**Written exercise**: Set out the material below as a numbered list, one line per number, skipping any blank lines and leaving out the pictures.

"""

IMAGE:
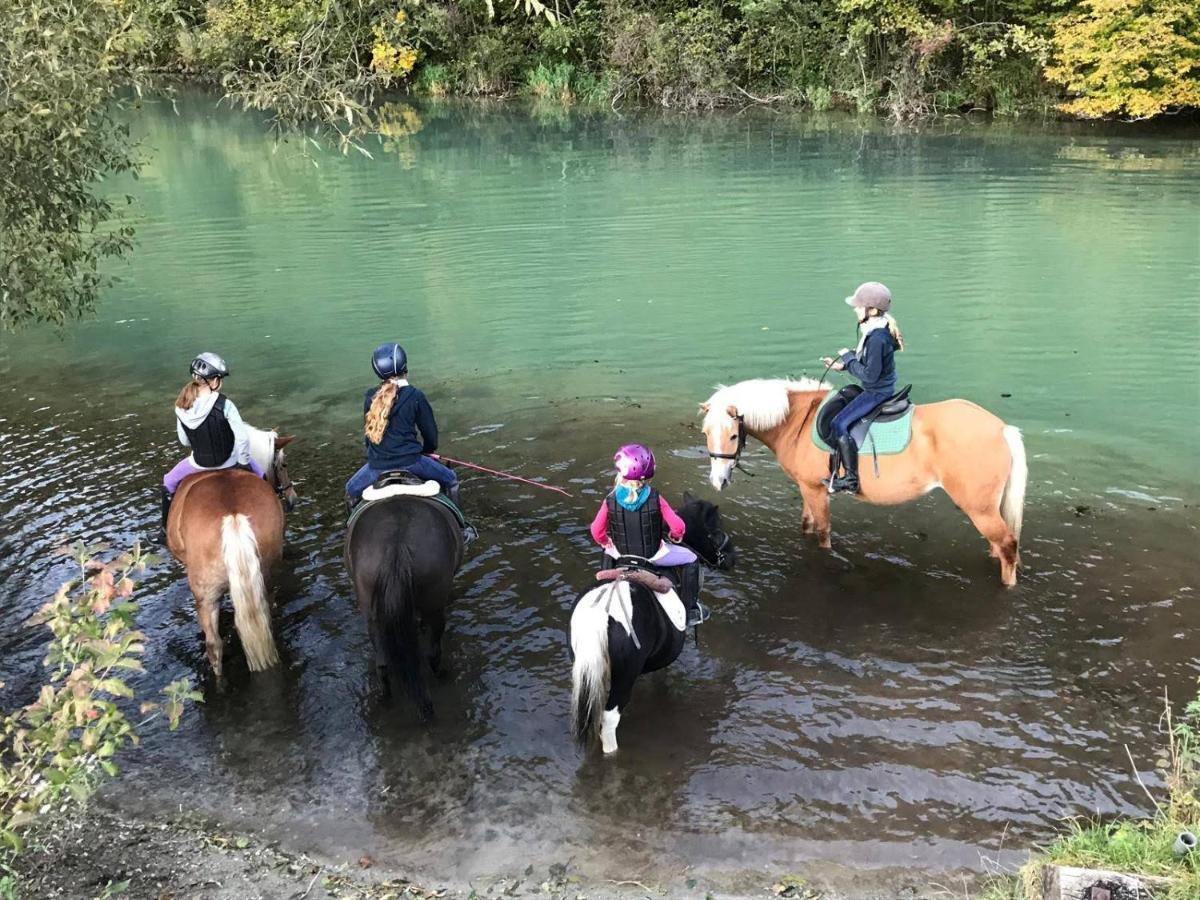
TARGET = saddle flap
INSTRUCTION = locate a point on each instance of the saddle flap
(648, 580)
(397, 477)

"""

**Expected output**:
1. IMAGE:
2. TARGET = saddle flap
3. INSTRUCTION = locate a point on each instance of the saddle flap
4. (648, 580)
5. (397, 477)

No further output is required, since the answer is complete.